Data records
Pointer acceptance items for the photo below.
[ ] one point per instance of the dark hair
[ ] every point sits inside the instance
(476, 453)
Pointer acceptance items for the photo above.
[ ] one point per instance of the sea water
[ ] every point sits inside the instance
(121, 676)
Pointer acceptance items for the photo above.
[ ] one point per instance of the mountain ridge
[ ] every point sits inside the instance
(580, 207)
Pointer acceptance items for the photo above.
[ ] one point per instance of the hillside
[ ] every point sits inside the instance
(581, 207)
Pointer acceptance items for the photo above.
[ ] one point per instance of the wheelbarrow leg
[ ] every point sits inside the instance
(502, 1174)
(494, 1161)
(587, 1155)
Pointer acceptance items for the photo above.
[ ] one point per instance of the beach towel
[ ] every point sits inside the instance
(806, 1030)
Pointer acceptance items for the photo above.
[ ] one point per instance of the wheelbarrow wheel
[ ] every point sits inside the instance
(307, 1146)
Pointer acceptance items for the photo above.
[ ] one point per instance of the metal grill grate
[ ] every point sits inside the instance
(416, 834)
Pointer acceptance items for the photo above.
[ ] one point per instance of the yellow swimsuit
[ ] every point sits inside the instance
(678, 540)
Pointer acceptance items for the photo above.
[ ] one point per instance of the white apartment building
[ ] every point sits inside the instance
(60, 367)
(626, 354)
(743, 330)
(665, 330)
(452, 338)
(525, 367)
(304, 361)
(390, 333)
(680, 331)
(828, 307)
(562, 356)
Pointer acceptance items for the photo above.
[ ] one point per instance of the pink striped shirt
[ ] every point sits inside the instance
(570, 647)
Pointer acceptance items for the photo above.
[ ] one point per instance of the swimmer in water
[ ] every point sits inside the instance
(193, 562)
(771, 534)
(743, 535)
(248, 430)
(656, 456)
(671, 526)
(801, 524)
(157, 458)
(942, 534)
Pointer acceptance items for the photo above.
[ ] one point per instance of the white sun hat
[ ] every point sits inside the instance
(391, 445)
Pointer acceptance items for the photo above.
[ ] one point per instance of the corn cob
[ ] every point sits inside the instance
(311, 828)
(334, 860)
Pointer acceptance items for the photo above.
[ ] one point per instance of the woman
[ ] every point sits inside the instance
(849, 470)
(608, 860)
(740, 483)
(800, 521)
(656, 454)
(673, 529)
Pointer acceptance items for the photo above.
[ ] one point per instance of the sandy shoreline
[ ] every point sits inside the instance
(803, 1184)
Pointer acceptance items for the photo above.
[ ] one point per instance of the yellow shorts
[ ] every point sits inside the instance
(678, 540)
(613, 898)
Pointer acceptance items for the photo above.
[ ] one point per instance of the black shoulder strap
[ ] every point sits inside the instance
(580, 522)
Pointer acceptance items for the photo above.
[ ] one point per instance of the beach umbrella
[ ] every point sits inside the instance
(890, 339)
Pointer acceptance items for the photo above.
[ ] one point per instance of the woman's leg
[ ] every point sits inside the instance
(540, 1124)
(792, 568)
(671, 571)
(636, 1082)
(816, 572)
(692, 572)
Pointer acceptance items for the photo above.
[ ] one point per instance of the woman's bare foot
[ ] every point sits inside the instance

> Problem description
Extract each record, keeping it identical to the original.

> The completed task
Pointer acceptance items for the photo below.
[ ] one point per instance of the dark hair
[ ] every point sits inside the instance
(476, 453)
Pointer acceptance items for the photo above.
[ ] one point per instance of the sea water
[ ] every point sits inside the instance
(121, 676)
Pointer acceptance items for the photo above.
[ ] one point per instance of the mountain ridge
[ ] every point sits inside the instance
(580, 207)
Pointer acceptance items for the photo above.
[ ] one point per instance of the hillside
[ ] every point sits inside the instance
(581, 207)
Pointer acceptance items for the photo above.
[ ] one point per instance of the wheelbarrow leg
[ ] every point sits inside the instance
(502, 1174)
(494, 1161)
(587, 1155)
Pointer acceptance items for the photo above.
[ ] one point per instance of the beach towel
[ ] every point sits inside the instance
(806, 1030)
Pointer acceptance items for the photo above.
[ ] one point per instance of the wheelbarrow wheel
[ ] every point sits inside the instance
(307, 1146)
Pointer acceptance items for the photo above.
[ ] one point per instance of the metal grill grate
[ ] every point sits inside the instance
(416, 834)
Pointer acceptance items for the photo above.
[ ] one point per instance of the yellow swimsuit
[ ] every point sits inside the instance
(678, 540)
Pointer acceptance items for the photo above.
[ ] one point per instance of the white apartment building
[ ] every point sits inside the instance
(60, 367)
(626, 354)
(743, 330)
(665, 330)
(452, 338)
(525, 367)
(304, 361)
(390, 333)
(680, 331)
(828, 307)
(562, 356)
Pointer acceptance items for the photo above.
[ ] one point per instance of the pink striped shirt
[ ] every point sits inside the instance
(570, 647)
Pointer acceptance items for the photo above.
[ ] one point per instance of the swimmer in water
[ ] every point sits inside the instance
(193, 562)
(771, 534)
(743, 535)
(248, 430)
(656, 456)
(671, 526)
(801, 524)
(157, 458)
(942, 534)
Pointer acceptance items for the photo above.
[ ] one point per instance of the white sun hat
[ ] every point sits inside the instance
(391, 445)
Pointer acceptance items for the photo above.
[ ] one point per instance of the corn cob
[ ] every point sits inside the instance
(311, 828)
(334, 860)
Pointer acceptance items for the photo above.
[ ] one point per instance of the woman
[ ] every point sits inside the instance
(849, 470)
(608, 860)
(740, 483)
(800, 521)
(656, 454)
(673, 529)
Pointer acceptance items for the photo above.
[ ] one point per instance of the sandy shoreline
[ ] every point sits inside the instance
(803, 1184)
Pointer acceptance items for the photo above.
[ ] one point per instance of the yellow shorts
[ ] every point sits inside the instance
(678, 540)
(613, 898)
Pointer acceptance items for the photo above.
[ ] one point per instance of the black shoulder strap
[ ] every point sits inside the instance
(580, 522)
Pointer acceptance items for the photo above.
[ ] one point per instance of the beach umbrella
[ ] every point sits inside the instance
(890, 339)
Pointer acceptance items for the photo above.
[ ] one point per instance of the woman's leg
[ ] every point sits inside the instance
(540, 1124)
(792, 568)
(671, 571)
(636, 1082)
(816, 572)
(692, 572)
Pointer acceptance items for the photo above.
[ ] one point per instance of the woman's bare foot
[ ] every point sits inside the instance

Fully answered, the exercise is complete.